• [文書の抜粋]:
- - -

宍戸ヒルズカントリークラブ・西コース。この名を聞いて、身構えずにいられるプロは多くない。「西コースか、と思って。正直、簡単なイメージはないですね」。カーセブン プロアマゴルフカップの組み合わせ表を目にした瞬間、今野康晴の口からこぼれた言葉だった。

理由を並べる必要はない。西コースは、男子ツアーのメジャートーナメントを長年開催してきた舞台だ。ここでプレーしてきた選手ほど、その難しさを感覚として知っている。今回はシニアとしての出場だった。

「ティーが前に出ていて、距離も少し短かったので。その分は助かりました」。

条件は変わった。だが、コースの本質まで変わるわけではない。その違いを確かめるように、ゲストとのラウンドを楽しんでいた。今回で6回目の参加。初出場は2019年、第2回大会の相模原ゴルフクラブだった。

「そこから毎年、呼んでいただいています」。淡々とした口調だったが、この大会に継続して招かれていることを、静かに誇りに感じているようだった。

カーセブンとの縁は、さらに時をさかのぼる。2002年、男子ツアー「アイフルカップゴルフトーナメント」。今野はこの大会で優勝し、副賞としてカーセブンの車を手にした。

「あのとき、井上社長と一緒に写真を撮っていただいたんです」。だが、その一場面が、二十数年後、再び同じ名前のもとでつながっている。

日本シリーズ、中日クラウンズ、三井住友VISA太平洋マスターズ。プロなら誰もが勝ちたい大舞台で、結果を残してきた。特別な約束があったわけではない。ただ、時間が流れ、その中で縁だけが残った。

- - -

• [収集データ]:
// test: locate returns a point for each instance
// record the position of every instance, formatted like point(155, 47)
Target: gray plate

- - -

• [取り組む課題]:
**1.** 今野康晴の記事に名前が出てくるゴルフ大会を、すべて書き出してください。
**2.** 今野康晴の記事を、最後の文の後から書き継いでください。

• [課題の解答]:
**1.**
カーセブン プロアマゴルフカップ
アイフルカップゴルフトーナメント
日本シリーズ
中日クラウンズ
三井住友VISA太平洋マスターズ

**2.**
シニアツアー2年目のシーズンを、「前半は、比較的良かった」と振り返る。春から夏にかけては、最終組で回る試合もあり、スコアボードの上に自分の名前がある位置でプレーする感覚もあった。

一方で、後半は思うように続かなかった。「もう少し、上に行けたらという思いはありますね」。大きく崩れたわけではない。ただ、流れが変わった。そのことを、自分自身がいちばん理解している。

ティーショットのあと、残るのは100ヤード前後。レギュラーツアーとは異なるセッティングの中で、止まる。戻る。寄らない。シニアに転じた当初、思い描いていた距離感とは、微妙にずれていた。

「100ヤード以内って、こういう意味で大事なんだなって」。そう口にした表情には戸惑いはなく、シニアツアーとの向き合い方が、少しずつ見えてきたように見えた。

来季の目標を尋ねると、少し間を置いてから「そろそろ、優勝したいですね」と答えた。

強く言い切るでもなく、構える様子もない。その一言には、これまで積み重ねてきた時間が静かに込められていた。